» Source document

○ ○ ○ ○ ○ ○ ○

Cooperative Solutions to Mitigate Climate Crisis

The climate crisis is compounding the effects of global inequality. As these hardships increase, impacted communities could be further marginalized—at a time when their contributions are most needed.  

Frontline communities have invaluable insight into emerging, complex conflict dynamics and human rights needs—as well as the solutions that will be most sustainable in practice. In order to ensure their rights and expertise are respected, the people directly impacted by environmental injustice need to be seated at the decision-making table. Two of our current programs focus on this need:

Nigeria: Strengthening Joint Farmer-Herder Peacebuilding

In Nigeria’s north, climate change is reducing the amount of arable land and affecting access to water. This is adding stress to existing cycles of conflict among crop farmers and cattle herders—and contributing to the crisis of insecurity, subjecting communities to banditry and ransom kidnapping attacks.

A core focus of the Protecting Our Communities Initiative is on strengthening relationships among farmers and herders across ethnic and religious differences. After holding months of dialogue between farmers and herders at the community level—successfully resolving local conflicts—the project team convened dialogues between state-level chapters of farmers’ and herders’ associations.

The associations’ leadership found common ground, developed a shared advocacy platform, and are actively working together to address the root causes of farmer-herder conflicts and to prevent semi-nomadic herding communities from being further marginalized. Forty women from the two organizations also met for dialogue, reunited for the first time since farmer-herder conflicts began reaching crisis levels about 20 years ago.

Leaders from the two associations presented jointly at our August 2022 National Conference on the Management of Farmer-Herder Relations, hosted by Neem Foundation, the Nigerian government’s Institute for Peace and Conflict Resolution, and Karuna Center.

○ ○ ○ ○ ○ ○ ○

» Data excerpts
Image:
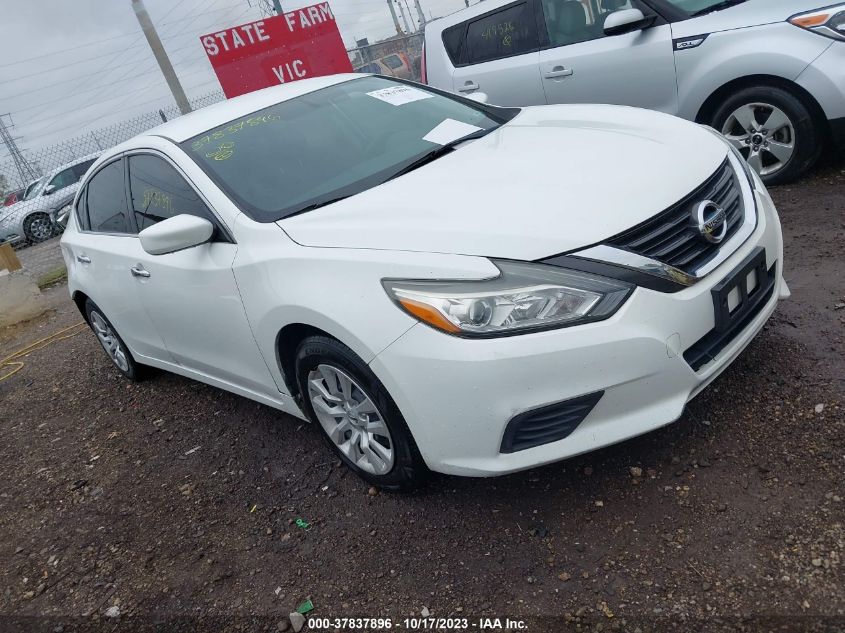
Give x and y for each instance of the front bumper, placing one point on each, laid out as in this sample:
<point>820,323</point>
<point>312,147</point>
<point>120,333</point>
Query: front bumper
<point>457,395</point>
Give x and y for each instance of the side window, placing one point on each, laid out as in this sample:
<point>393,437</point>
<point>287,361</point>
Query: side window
<point>393,61</point>
<point>574,21</point>
<point>453,41</point>
<point>512,31</point>
<point>106,200</point>
<point>159,192</point>
<point>63,179</point>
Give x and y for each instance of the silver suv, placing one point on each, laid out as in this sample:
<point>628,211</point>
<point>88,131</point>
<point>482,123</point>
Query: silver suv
<point>769,74</point>
<point>36,217</point>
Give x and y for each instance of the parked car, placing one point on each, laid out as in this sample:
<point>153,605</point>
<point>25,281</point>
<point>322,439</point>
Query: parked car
<point>436,283</point>
<point>393,65</point>
<point>13,196</point>
<point>36,217</point>
<point>768,74</point>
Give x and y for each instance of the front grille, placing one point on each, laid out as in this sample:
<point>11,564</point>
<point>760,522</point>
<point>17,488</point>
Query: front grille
<point>671,236</point>
<point>547,424</point>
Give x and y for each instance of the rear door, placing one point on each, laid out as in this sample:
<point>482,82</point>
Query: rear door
<point>102,252</point>
<point>580,64</point>
<point>497,53</point>
<point>191,295</point>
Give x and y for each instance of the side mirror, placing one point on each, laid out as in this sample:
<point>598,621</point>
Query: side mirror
<point>175,234</point>
<point>480,97</point>
<point>625,21</point>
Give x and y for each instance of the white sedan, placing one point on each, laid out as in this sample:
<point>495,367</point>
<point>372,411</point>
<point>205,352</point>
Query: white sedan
<point>435,282</point>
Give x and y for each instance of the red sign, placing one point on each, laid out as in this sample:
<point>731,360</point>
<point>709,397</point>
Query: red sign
<point>277,50</point>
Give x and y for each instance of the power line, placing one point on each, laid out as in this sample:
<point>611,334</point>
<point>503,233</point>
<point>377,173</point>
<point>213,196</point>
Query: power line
<point>107,82</point>
<point>25,170</point>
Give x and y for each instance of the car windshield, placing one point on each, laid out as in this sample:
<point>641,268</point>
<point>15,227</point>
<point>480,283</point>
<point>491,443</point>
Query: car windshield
<point>34,189</point>
<point>700,7</point>
<point>332,143</point>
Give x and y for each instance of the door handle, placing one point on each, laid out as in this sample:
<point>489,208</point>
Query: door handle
<point>559,71</point>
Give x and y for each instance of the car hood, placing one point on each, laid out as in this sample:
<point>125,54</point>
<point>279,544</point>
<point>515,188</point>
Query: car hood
<point>747,14</point>
<point>553,179</point>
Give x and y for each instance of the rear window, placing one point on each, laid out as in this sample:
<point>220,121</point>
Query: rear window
<point>512,31</point>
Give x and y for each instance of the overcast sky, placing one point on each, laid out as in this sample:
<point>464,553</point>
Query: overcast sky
<point>69,67</point>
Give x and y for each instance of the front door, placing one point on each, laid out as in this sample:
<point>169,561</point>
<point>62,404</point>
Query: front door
<point>580,64</point>
<point>102,252</point>
<point>191,295</point>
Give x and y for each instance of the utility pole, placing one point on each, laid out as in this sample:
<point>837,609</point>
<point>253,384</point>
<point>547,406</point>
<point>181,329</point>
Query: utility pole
<point>25,170</point>
<point>395,19</point>
<point>420,14</point>
<point>161,56</point>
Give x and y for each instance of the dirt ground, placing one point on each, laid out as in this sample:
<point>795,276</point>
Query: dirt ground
<point>169,505</point>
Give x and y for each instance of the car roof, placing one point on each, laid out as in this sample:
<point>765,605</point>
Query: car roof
<point>465,13</point>
<point>71,163</point>
<point>194,123</point>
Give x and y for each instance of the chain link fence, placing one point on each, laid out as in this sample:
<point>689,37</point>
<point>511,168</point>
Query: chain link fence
<point>29,209</point>
<point>47,159</point>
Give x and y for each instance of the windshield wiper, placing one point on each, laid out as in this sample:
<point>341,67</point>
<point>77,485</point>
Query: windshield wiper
<point>314,205</point>
<point>717,7</point>
<point>437,152</point>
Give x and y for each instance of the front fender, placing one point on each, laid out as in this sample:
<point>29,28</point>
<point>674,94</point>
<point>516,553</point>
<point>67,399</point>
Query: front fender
<point>776,50</point>
<point>337,290</point>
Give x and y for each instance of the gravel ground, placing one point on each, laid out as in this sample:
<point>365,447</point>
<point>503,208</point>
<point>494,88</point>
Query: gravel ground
<point>172,505</point>
<point>41,258</point>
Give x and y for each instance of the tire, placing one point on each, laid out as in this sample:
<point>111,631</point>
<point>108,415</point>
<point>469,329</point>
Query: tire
<point>743,119</point>
<point>352,431</point>
<point>38,227</point>
<point>115,348</point>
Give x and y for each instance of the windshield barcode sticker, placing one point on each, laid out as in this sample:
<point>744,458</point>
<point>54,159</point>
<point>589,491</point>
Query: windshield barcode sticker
<point>400,95</point>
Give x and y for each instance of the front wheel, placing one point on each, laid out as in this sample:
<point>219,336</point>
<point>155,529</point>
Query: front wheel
<point>112,344</point>
<point>773,130</point>
<point>38,227</point>
<point>356,415</point>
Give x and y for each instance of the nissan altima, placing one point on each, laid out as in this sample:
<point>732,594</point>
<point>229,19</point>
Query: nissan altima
<point>436,283</point>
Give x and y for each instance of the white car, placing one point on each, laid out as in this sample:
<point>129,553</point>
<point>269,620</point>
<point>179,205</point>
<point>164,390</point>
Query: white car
<point>769,74</point>
<point>38,216</point>
<point>437,283</point>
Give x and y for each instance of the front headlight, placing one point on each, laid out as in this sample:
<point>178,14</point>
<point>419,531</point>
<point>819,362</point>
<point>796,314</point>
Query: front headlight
<point>525,297</point>
<point>829,22</point>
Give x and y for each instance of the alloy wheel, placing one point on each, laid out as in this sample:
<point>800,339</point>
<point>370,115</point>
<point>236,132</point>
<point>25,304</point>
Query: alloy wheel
<point>351,420</point>
<point>108,339</point>
<point>763,134</point>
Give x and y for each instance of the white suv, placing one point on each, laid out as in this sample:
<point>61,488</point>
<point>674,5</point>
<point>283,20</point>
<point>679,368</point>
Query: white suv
<point>769,74</point>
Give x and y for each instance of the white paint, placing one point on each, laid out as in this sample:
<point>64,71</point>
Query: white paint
<point>537,186</point>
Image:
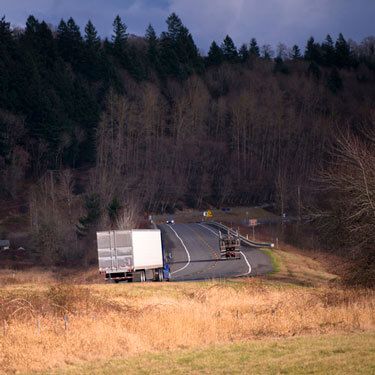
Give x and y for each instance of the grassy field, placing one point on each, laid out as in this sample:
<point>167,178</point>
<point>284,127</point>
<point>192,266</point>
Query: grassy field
<point>298,316</point>
<point>353,353</point>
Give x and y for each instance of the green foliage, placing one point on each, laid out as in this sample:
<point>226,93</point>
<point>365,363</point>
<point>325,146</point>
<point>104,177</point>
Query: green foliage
<point>254,49</point>
<point>296,53</point>
<point>243,53</point>
<point>229,50</point>
<point>314,71</point>
<point>313,52</point>
<point>280,66</point>
<point>328,51</point>
<point>215,55</point>
<point>119,40</point>
<point>113,209</point>
<point>334,81</point>
<point>343,53</point>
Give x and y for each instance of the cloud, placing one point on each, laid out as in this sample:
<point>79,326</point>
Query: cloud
<point>270,21</point>
<point>273,21</point>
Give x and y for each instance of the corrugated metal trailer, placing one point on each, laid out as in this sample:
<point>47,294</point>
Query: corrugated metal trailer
<point>131,255</point>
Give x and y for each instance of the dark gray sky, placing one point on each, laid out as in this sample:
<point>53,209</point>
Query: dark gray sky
<point>270,21</point>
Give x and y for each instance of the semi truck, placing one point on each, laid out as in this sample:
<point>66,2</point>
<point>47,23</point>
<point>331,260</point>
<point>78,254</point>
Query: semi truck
<point>230,245</point>
<point>132,255</point>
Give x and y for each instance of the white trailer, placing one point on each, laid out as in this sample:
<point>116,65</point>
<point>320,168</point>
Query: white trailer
<point>131,255</point>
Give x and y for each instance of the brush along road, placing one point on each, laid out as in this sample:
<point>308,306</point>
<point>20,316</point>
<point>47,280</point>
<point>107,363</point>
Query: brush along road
<point>195,254</point>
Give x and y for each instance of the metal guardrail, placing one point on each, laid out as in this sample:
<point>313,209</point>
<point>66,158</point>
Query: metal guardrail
<point>242,238</point>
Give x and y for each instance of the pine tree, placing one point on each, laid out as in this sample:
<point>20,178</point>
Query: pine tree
<point>119,37</point>
<point>296,53</point>
<point>32,25</point>
<point>152,47</point>
<point>243,53</point>
<point>314,71</point>
<point>92,40</point>
<point>328,51</point>
<point>175,26</point>
<point>267,52</point>
<point>5,31</point>
<point>280,66</point>
<point>254,49</point>
<point>229,49</point>
<point>93,58</point>
<point>69,41</point>
<point>343,53</point>
<point>215,55</point>
<point>179,54</point>
<point>312,52</point>
<point>334,81</point>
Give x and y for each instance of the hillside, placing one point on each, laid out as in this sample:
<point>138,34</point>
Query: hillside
<point>97,133</point>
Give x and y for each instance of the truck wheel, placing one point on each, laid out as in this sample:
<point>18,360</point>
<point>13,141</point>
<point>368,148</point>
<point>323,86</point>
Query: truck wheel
<point>142,276</point>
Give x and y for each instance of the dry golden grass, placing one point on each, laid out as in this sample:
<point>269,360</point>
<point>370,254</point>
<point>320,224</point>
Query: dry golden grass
<point>108,321</point>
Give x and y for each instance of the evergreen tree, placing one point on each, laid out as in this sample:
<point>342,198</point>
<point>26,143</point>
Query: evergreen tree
<point>267,52</point>
<point>312,52</point>
<point>93,59</point>
<point>280,66</point>
<point>119,39</point>
<point>243,53</point>
<point>32,25</point>
<point>152,48</point>
<point>314,71</point>
<point>229,49</point>
<point>334,81</point>
<point>178,51</point>
<point>296,53</point>
<point>343,53</point>
<point>328,51</point>
<point>215,55</point>
<point>175,26</point>
<point>69,41</point>
<point>92,39</point>
<point>254,49</point>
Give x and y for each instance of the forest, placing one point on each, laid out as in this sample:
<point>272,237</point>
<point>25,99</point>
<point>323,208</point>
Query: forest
<point>96,132</point>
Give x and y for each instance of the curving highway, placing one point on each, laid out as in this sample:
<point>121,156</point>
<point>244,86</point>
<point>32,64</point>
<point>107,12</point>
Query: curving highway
<point>194,250</point>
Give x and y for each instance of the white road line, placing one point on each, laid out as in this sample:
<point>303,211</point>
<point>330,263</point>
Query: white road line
<point>187,252</point>
<point>244,256</point>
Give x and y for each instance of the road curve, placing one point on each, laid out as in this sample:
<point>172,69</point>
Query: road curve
<point>194,250</point>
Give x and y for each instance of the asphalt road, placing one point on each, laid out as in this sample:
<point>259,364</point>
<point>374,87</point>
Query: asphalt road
<point>195,254</point>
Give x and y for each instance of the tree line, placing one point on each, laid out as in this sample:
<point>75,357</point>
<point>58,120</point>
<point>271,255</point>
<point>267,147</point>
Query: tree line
<point>102,128</point>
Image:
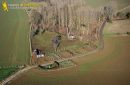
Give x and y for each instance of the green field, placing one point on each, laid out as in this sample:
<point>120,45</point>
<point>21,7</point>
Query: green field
<point>14,40</point>
<point>98,3</point>
<point>109,66</point>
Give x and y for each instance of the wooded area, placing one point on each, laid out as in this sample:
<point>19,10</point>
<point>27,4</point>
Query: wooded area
<point>71,17</point>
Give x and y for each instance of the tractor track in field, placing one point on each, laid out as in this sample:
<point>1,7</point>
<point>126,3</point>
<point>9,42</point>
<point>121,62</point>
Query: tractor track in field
<point>101,46</point>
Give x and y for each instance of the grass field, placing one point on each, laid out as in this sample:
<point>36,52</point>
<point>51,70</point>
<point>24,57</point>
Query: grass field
<point>109,66</point>
<point>97,3</point>
<point>14,40</point>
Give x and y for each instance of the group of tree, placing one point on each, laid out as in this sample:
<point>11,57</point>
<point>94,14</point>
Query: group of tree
<point>70,17</point>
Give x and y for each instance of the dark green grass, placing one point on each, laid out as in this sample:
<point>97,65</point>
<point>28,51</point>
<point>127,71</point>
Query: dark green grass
<point>14,42</point>
<point>5,72</point>
<point>98,3</point>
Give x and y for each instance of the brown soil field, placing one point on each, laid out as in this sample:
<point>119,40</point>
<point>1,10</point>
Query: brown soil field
<point>109,66</point>
<point>120,26</point>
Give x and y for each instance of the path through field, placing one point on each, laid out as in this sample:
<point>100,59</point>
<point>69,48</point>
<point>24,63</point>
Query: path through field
<point>109,66</point>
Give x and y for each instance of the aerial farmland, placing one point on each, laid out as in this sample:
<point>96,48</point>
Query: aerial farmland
<point>65,42</point>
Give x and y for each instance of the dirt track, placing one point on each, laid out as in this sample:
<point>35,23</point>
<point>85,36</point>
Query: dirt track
<point>109,66</point>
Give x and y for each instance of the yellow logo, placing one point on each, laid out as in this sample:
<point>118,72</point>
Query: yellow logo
<point>4,6</point>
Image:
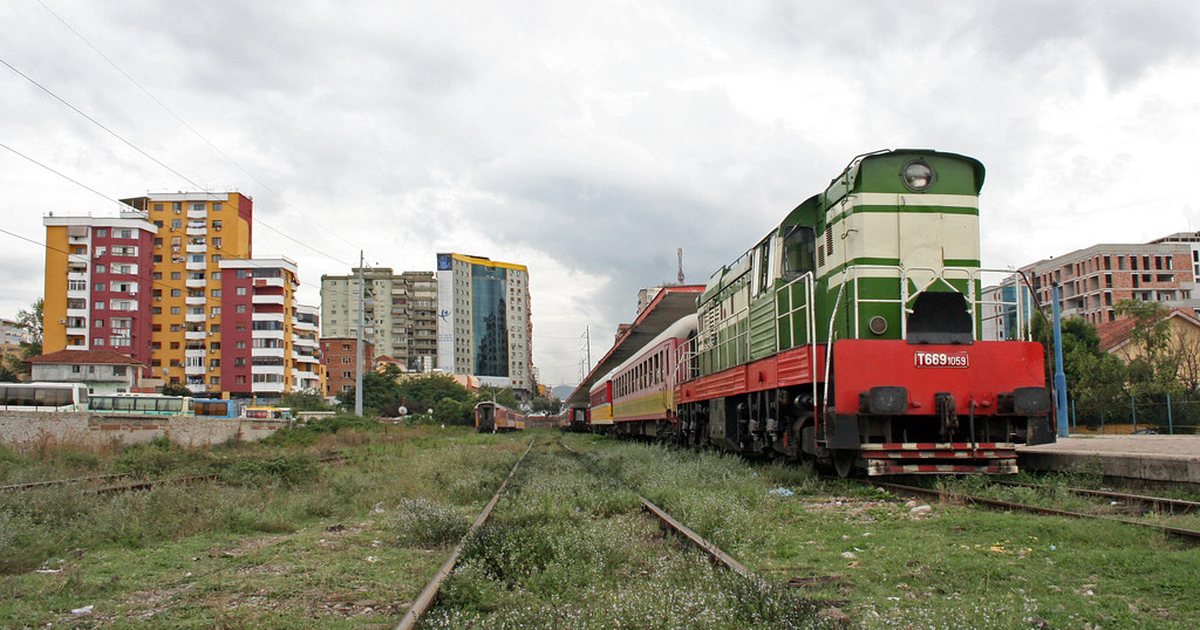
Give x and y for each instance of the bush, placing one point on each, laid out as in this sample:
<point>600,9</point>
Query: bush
<point>426,523</point>
<point>286,471</point>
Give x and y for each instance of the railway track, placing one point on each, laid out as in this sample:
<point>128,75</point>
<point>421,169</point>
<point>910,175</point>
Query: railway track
<point>1159,504</point>
<point>430,593</point>
<point>942,495</point>
<point>148,484</point>
<point>683,531</point>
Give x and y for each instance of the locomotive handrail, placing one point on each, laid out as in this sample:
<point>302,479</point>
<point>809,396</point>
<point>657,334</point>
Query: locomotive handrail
<point>929,277</point>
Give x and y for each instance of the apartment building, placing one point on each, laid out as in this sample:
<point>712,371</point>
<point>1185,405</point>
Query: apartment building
<point>400,313</point>
<point>172,283</point>
<point>339,355</point>
<point>1092,280</point>
<point>485,327</point>
<point>196,231</point>
<point>100,285</point>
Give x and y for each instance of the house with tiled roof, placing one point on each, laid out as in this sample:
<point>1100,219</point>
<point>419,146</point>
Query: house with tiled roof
<point>102,371</point>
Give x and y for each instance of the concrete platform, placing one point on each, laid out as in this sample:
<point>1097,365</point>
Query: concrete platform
<point>1157,459</point>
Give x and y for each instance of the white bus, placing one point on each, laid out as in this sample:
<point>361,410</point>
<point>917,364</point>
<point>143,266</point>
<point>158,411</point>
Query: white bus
<point>43,397</point>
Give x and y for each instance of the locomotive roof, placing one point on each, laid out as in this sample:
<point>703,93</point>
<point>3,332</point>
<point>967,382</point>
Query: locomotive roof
<point>666,309</point>
<point>810,213</point>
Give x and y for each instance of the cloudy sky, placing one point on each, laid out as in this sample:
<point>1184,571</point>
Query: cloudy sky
<point>591,139</point>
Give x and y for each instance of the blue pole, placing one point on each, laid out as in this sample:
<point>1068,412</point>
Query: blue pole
<point>1170,425</point>
<point>1060,377</point>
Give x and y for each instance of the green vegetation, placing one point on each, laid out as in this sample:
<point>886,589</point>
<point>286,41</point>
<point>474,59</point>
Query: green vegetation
<point>276,541</point>
<point>280,540</point>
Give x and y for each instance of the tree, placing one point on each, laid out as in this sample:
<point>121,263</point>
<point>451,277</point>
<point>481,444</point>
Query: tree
<point>175,389</point>
<point>30,321</point>
<point>305,401</point>
<point>551,406</point>
<point>381,393</point>
<point>424,391</point>
<point>504,396</point>
<point>450,411</point>
<point>1153,369</point>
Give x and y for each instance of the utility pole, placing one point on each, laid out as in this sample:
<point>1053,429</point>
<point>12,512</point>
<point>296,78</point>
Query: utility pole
<point>1060,378</point>
<point>358,352</point>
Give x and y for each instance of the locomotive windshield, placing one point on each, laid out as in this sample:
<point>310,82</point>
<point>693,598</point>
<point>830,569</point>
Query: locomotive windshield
<point>799,252</point>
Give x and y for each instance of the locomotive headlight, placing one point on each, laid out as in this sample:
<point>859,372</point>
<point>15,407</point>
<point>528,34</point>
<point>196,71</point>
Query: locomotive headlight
<point>917,175</point>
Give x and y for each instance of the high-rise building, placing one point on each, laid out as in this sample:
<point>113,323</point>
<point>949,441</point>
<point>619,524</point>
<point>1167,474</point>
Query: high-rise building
<point>197,231</point>
<point>485,328</point>
<point>399,313</point>
<point>339,355</point>
<point>99,285</point>
<point>172,283</point>
<point>1092,280</point>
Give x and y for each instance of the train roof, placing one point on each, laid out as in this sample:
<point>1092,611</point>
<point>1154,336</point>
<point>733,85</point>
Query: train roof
<point>666,309</point>
<point>685,325</point>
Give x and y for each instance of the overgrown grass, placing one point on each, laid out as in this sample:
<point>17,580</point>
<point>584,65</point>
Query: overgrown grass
<point>567,549</point>
<point>277,541</point>
<point>954,567</point>
<point>309,433</point>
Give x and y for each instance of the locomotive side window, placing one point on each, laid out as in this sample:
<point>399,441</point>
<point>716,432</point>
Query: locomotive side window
<point>799,252</point>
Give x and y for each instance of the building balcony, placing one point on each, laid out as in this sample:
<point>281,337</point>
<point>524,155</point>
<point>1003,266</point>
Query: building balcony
<point>269,299</point>
<point>267,388</point>
<point>268,370</point>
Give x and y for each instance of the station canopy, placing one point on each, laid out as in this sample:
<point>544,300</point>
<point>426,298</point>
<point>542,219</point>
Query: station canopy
<point>664,310</point>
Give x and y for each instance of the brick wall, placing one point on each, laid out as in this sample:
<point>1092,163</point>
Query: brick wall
<point>24,430</point>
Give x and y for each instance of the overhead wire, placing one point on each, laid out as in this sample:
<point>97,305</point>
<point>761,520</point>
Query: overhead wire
<point>184,123</point>
<point>155,160</point>
<point>219,250</point>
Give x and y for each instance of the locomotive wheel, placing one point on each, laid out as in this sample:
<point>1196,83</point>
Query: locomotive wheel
<point>844,462</point>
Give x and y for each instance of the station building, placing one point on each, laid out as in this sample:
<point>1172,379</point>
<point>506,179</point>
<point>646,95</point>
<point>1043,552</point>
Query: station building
<point>1095,279</point>
<point>399,312</point>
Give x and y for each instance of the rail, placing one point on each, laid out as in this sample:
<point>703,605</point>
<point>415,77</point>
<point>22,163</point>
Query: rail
<point>700,541</point>
<point>430,593</point>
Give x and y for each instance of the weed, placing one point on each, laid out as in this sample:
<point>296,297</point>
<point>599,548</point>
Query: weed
<point>426,523</point>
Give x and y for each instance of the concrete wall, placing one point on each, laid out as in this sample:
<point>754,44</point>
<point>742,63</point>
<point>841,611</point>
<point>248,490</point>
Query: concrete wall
<point>24,430</point>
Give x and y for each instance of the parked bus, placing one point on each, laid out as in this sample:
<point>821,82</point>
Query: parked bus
<point>43,397</point>
<point>215,408</point>
<point>141,405</point>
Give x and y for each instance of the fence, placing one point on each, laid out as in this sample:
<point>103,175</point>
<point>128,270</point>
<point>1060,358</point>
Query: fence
<point>1139,414</point>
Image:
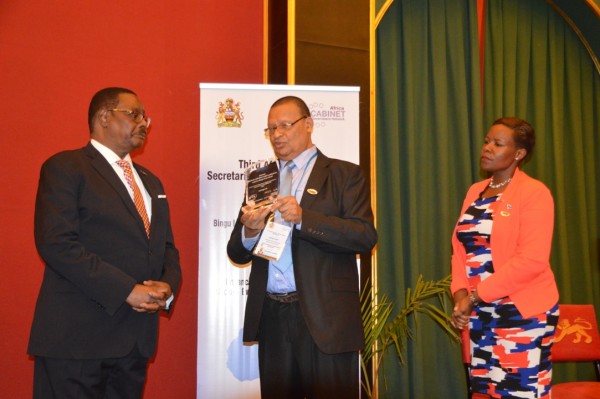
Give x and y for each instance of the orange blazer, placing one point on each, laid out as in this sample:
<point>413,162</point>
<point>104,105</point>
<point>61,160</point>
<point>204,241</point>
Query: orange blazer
<point>521,240</point>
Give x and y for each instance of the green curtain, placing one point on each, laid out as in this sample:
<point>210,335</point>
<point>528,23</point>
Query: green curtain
<point>428,108</point>
<point>536,68</point>
<point>430,123</point>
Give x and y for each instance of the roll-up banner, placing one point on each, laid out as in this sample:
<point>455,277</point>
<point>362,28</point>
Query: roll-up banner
<point>232,122</point>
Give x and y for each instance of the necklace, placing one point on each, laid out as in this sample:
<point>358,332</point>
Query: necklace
<point>504,183</point>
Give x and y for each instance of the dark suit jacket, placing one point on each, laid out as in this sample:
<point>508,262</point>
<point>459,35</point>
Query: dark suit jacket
<point>337,224</point>
<point>92,240</point>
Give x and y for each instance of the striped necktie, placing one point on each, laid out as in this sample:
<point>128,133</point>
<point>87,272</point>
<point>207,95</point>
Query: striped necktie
<point>138,200</point>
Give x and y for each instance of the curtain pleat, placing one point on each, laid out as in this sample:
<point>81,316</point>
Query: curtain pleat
<point>428,107</point>
<point>536,68</point>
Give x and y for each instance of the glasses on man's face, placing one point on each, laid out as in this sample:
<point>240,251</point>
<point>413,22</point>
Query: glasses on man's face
<point>282,126</point>
<point>136,116</point>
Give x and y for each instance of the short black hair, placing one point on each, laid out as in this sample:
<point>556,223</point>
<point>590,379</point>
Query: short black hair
<point>106,98</point>
<point>524,133</point>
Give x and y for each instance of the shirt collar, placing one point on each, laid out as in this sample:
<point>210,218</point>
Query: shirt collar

○ ○ ○ ○ ○ ○ ○

» Directions for this task
In the text on cooperative solutions to the climate crisis, which organizations hosted the August 2022 National Conference on the Management of Farmer-Herder Relations?

» Answer box
Neem Foundation, the Nigerian government's Institute for Peace and Conflict Resolution, and Karuna Center.